— START OF Provided text —

Welcome to CalifOregon!
It isn’t exactly procrastination that has kept me from writing about our most recent coastal walk. Or, I should say, it’s not only procrastination. I’ve sat down to document the trip half a dozen times. I’ve scribbled notes in notepads, on scraps of paper in my car and in a memo app on my phone. The trip comes back to me more as a collage than a strand of words. More as a peek through a kaleidoscope than an essay. But I promised myself that I’d make a post about it before Jo and I head off for the next leg of the coastal walk and now I’m scouring the garage for a bottle of propane for my camp stove because we’re off to a Hipcamp in Malibu in a couple of days. The same place we stayed last time we walked in Southern California, a few months before the Franklin fire took out swaths of the area we’d newly come to know and love. We walked forty-nine miles during that stay, from Wilmington to the Santa Monica Pier and many points inland along the route. We met some interesting characters, including an elderly woman who is a tall ship sailor and a four-year-old camp neighbor who took yoga tips from Jo.
With our southern most stretch of coast on hold for a while as the devastation from the fires settled, we opted to head all the way north, to the California/Oregon border, where we covered thirty-five miles of coast over a few days. We stayed at a Hipcamp just south of the state border. After an eight hour drive, my Subaru tires slid from asphalt onto loose-dirt through open farmland and grazing highland cattle, where a hand painted sign announced my destination: Ossia Village Farm. Jo had already arrived and set up her tent and I got straight to work pitching mine.
Once our campsite was squared away, we set out to familiarize ourselves with this private family farm replete with a U-pick organic vegetable garden, wandering goats and chickens and plentiful wildlife. In addition to bright yellow, black, and speckled banana slugs, there were orange ones! Who knew? Within moments of our arrival, we were encouraged to pick some fresh vegetables. We dug up a treasure trove of purple, red, and butter-yellow potatoes. I snapped loose the single most delicious cucumbers I’ve ever had occasion to sample. Jo picked blackberries from a massive bramble and ate them right off the vine. This property was once a hydrangea farm and its remnants dot the landscape in the form of dazzling bursts of purple, pink and dappled green clusters like so many fancy 1950s swim caps.
We put the fully equipped outdoor kitchen to use making batches of buttered popcorn to share with the family who lives part-time on the property, the farm manager who lives there year round, and all the other camping guests. Free range children rode through our campsite on bikes, bigger kids towing smaller ones in carts behind them. They’d stop to chat then hop back on and make loops around the five acre farm. A young man of about fifteen cut a stark visual image as he rolled through the gardens balanced on top of a massive wooden spool painted bright orange, contrasted against a cerulean sky. Another teenager noticed me trying to capture photographs of a swarm of green dragonflies hovering over a field of tall weeds. He told me of an experience that led him to become fascinated with dragonflies, particularly the ones we were now observing, green darners, who make one of the longest migrations of insects in the world. He was out to dinner with his family several weeks before and when they emerged from the restaurant, the air was so thick with dragonflies for a couple of minutes, that it was hard to avoid being hit by one. He proceeded to learn all about their 1,500 mile multi-generational migration that includes stretches of coastal California and Oregon.

— END OF Provided text —

▶ [Work instructions]
1. Say whether each statement agrees with the coastal walk post, answering yes or no and quoting the words of the post that decide it. (a) Near the California/Oregon border, the walkers covered forty-nine miles of coast. (b) The farm property was once a hydrangea farm. (c) Jo arrived at the campsite after the writer did.
2. Write the next part of the coastal walk post, starting after its final sentence.
The rows that come next play no part in this.

— START OF Listed records —

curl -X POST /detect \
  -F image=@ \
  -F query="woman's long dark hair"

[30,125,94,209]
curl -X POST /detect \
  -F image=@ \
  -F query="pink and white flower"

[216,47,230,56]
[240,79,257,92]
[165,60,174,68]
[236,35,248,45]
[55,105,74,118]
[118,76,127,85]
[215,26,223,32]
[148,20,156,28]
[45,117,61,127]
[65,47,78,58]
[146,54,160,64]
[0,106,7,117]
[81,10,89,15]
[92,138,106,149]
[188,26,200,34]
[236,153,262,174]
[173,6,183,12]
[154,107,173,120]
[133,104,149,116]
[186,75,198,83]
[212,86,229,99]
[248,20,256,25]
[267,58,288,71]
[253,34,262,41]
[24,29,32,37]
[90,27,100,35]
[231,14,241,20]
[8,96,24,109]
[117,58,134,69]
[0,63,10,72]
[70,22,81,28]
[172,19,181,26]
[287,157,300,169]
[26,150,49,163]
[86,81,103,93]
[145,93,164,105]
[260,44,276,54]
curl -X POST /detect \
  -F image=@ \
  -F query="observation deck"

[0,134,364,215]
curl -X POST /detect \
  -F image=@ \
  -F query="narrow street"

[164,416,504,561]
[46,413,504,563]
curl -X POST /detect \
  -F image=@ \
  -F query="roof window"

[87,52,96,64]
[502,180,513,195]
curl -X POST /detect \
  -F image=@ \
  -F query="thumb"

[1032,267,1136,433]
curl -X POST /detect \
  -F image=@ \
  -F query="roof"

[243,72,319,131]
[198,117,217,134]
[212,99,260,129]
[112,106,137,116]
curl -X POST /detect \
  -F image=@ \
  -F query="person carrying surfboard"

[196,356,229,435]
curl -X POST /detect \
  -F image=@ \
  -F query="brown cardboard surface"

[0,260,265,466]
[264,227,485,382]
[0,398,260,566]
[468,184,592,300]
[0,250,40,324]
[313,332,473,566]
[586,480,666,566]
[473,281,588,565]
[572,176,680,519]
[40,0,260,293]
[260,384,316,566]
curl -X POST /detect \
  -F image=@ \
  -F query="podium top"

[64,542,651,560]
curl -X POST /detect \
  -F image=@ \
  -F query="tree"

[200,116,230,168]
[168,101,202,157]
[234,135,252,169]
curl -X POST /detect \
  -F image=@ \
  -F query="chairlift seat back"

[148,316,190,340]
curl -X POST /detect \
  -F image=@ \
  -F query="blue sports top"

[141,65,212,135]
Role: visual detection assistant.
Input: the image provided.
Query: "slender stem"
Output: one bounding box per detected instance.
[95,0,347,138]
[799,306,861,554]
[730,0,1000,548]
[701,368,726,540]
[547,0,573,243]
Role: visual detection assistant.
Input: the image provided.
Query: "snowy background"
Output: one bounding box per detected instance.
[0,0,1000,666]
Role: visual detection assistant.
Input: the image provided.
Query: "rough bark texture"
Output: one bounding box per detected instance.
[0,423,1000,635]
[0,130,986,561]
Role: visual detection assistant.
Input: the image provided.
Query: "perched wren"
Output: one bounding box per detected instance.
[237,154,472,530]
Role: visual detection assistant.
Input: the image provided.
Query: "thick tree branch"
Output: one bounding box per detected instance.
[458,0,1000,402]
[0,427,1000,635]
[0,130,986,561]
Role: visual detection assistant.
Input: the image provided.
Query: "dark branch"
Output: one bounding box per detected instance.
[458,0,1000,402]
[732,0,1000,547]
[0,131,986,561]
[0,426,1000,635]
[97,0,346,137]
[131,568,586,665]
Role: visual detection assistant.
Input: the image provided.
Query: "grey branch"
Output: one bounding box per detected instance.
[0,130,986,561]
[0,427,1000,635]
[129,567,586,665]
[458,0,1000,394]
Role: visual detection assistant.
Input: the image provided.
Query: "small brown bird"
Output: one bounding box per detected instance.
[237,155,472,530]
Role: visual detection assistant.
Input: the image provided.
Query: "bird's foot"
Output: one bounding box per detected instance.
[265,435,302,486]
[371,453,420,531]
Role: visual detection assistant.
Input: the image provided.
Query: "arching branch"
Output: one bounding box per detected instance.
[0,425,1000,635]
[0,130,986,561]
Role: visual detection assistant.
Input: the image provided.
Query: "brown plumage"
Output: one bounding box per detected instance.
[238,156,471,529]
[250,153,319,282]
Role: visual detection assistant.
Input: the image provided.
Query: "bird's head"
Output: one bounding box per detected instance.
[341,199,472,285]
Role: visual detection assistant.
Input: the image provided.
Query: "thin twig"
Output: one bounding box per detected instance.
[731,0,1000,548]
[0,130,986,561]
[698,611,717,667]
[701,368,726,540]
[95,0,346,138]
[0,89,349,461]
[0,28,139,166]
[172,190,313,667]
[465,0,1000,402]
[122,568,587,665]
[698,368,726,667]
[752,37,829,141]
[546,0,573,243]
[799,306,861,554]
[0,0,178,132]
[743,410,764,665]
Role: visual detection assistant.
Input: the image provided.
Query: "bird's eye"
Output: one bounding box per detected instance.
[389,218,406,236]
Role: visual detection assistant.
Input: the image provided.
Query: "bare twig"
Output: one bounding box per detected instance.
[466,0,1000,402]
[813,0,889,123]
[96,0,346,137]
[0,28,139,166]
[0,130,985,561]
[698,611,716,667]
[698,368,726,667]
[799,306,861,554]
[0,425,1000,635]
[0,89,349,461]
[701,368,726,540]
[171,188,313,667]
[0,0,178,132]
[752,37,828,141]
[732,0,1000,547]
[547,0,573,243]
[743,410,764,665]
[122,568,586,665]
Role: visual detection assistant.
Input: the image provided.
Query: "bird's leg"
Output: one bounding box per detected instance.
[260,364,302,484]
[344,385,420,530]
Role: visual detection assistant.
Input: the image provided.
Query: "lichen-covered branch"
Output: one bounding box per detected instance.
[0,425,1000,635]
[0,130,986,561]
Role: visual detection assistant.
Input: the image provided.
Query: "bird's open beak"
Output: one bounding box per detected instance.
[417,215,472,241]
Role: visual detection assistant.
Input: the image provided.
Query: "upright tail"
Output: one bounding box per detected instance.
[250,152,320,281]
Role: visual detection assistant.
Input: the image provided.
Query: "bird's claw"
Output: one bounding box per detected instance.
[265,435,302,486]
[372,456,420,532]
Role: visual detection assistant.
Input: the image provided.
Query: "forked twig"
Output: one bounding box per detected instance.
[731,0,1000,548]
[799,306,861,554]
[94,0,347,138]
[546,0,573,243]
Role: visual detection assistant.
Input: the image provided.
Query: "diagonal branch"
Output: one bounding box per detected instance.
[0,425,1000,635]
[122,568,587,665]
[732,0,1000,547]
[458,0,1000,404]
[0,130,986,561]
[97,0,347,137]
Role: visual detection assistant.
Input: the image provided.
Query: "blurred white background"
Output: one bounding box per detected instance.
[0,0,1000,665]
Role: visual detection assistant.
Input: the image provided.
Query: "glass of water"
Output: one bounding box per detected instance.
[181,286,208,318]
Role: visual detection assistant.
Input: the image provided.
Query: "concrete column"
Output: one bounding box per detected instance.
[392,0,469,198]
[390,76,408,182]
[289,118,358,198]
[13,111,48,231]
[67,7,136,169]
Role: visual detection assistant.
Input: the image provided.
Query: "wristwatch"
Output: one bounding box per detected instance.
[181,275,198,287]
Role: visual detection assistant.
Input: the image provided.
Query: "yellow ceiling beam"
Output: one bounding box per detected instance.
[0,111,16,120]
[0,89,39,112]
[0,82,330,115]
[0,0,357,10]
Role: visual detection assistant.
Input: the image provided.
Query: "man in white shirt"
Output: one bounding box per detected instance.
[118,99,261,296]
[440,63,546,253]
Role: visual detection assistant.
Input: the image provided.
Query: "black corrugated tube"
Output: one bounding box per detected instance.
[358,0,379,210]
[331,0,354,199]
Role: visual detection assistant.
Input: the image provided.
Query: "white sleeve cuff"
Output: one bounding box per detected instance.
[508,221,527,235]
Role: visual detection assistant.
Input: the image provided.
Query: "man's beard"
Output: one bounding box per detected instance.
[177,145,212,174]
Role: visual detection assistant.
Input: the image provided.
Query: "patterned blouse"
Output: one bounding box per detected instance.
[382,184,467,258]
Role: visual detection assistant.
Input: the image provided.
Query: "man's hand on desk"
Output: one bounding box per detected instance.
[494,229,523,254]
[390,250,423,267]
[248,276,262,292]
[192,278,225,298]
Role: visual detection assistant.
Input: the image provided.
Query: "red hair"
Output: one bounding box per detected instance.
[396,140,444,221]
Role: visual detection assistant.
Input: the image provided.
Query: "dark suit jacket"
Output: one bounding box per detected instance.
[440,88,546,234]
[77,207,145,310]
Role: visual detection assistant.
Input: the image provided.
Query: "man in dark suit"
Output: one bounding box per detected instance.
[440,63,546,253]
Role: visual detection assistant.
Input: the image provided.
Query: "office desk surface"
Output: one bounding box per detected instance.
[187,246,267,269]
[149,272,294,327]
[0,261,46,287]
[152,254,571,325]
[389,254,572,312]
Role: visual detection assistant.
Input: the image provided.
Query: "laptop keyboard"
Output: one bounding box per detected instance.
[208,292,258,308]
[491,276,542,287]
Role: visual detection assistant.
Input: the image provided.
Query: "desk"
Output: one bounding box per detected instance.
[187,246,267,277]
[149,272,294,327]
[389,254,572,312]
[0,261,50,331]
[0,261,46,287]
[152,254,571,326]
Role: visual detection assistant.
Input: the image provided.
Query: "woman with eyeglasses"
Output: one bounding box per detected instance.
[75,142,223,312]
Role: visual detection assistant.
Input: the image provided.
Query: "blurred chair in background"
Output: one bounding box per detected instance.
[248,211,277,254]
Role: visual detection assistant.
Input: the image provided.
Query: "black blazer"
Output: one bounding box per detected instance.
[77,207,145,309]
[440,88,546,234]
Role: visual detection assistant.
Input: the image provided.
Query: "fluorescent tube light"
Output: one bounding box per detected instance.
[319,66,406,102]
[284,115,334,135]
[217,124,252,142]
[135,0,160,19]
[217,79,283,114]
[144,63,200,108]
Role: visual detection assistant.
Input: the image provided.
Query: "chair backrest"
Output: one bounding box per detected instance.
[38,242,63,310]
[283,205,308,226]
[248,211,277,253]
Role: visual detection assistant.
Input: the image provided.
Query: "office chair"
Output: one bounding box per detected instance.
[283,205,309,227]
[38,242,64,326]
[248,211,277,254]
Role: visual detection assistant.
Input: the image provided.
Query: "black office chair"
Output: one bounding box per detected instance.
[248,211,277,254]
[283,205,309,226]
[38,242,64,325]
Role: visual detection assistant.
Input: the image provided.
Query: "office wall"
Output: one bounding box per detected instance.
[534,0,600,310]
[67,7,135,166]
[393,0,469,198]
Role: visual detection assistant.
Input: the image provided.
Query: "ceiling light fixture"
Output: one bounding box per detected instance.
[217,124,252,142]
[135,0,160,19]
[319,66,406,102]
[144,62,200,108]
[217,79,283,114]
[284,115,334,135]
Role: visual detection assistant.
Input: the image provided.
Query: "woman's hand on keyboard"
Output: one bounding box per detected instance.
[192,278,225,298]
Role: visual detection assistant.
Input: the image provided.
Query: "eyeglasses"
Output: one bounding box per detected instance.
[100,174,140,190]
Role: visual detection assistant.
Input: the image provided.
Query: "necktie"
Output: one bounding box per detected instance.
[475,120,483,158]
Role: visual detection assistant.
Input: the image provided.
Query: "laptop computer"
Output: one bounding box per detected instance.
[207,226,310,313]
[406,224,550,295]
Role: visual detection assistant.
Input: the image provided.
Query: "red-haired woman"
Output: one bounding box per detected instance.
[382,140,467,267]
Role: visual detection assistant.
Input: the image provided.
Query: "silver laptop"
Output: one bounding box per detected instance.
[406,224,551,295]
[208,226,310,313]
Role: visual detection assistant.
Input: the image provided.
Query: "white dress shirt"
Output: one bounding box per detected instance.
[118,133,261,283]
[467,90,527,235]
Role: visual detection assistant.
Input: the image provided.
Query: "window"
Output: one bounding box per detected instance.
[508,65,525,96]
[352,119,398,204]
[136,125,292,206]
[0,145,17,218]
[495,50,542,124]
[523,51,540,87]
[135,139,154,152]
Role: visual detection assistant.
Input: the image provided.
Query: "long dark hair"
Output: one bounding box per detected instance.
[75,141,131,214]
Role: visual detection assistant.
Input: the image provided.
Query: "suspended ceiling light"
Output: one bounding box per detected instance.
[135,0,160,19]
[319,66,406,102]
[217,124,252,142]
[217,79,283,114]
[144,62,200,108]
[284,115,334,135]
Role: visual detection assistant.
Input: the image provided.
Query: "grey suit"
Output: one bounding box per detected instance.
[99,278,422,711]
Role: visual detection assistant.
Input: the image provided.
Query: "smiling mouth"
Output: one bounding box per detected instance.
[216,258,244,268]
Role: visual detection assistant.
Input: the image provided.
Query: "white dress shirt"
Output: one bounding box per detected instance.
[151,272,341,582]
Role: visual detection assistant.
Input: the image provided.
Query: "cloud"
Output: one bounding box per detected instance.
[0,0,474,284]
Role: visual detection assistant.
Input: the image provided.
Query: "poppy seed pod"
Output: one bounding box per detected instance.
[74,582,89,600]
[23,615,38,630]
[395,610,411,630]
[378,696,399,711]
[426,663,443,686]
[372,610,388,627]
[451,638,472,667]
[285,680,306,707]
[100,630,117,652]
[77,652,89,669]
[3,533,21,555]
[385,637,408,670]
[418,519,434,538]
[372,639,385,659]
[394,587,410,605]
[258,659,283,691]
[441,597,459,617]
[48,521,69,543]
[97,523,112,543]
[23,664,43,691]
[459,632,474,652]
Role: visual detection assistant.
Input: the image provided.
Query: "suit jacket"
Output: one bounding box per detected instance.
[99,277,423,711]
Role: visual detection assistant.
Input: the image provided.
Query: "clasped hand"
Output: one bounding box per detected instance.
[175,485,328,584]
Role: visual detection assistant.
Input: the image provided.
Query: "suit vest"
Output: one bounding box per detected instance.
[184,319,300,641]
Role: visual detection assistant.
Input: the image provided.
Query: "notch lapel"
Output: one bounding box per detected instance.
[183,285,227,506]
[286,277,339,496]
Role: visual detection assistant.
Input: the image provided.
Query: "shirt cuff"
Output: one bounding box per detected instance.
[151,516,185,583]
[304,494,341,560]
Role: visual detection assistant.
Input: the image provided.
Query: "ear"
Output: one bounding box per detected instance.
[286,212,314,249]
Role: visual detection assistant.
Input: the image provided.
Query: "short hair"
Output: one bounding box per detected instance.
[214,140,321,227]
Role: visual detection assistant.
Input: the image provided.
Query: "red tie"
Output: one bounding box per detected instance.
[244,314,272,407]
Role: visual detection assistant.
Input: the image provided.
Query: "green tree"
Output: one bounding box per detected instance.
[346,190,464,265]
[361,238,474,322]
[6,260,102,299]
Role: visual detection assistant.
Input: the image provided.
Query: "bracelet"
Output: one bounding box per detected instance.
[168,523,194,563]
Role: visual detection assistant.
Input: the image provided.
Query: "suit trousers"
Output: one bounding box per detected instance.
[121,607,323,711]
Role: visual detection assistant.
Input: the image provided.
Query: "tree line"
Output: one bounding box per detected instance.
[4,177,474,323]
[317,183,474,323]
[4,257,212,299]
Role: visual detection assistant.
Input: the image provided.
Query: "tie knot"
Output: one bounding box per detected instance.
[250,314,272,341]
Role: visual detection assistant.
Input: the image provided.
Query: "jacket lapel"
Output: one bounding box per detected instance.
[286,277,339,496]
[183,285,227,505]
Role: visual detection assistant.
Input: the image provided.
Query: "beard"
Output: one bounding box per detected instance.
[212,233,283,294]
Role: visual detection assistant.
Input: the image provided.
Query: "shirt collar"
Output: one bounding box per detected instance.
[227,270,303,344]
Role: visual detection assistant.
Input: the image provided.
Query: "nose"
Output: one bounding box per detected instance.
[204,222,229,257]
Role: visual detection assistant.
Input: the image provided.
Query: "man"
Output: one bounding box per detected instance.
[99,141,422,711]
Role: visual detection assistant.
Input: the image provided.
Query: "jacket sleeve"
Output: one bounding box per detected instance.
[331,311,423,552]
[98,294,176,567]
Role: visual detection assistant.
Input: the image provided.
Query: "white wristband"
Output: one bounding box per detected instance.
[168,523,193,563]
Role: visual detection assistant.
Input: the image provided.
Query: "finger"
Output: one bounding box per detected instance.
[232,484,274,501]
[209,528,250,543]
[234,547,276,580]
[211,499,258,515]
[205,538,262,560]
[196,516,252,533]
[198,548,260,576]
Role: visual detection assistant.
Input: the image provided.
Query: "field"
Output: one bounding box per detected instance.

— END OF Listed records —

▶ [Exercise answers]
1.
(a) No: "we covered thirty-five miles of coast over a few days"
(b) Yes: "This property was once a hydrangea farm"
(c) No: "Jo had already arrived and set up her tent"

2.
Dar, the instantly likable farm manager whose history as a camp counselor shines through every interaction, introduced me to another teen, a young woman with a new camera who was eager to nerd out with a fellow photographer. We wondered around the farm for an hour talking about camera settings and practicing on flowers and frogs and chickens. In the late afternoon, Dar announced that it was feeding time for the farm animals and all the kids gathered to feed the furry highland cows and the goats from buckets of excess produce from a neighboring organic farm. Very little goes to waste at Ossai.
After a warm dinner cooked on Jo’s camp stove. Jo and I tucked into our respective tents with the aim of getting an early start. We popped up with the rising sun and headed for the border where we left Jo’s truck then piled into my car and drove to our start point. Day one of our walks brought us to Tolowa Dunes State Park where we walked along the water’s edge and through sand dunes with shoulder-high, mostly invasive, sea grasses. We had to push inland to circumvent the mouth of the Smith River, which brought us through acres and acres of farmland. We set up our picnic lunch in an open field along the river, next to huge mounds of soil amendments.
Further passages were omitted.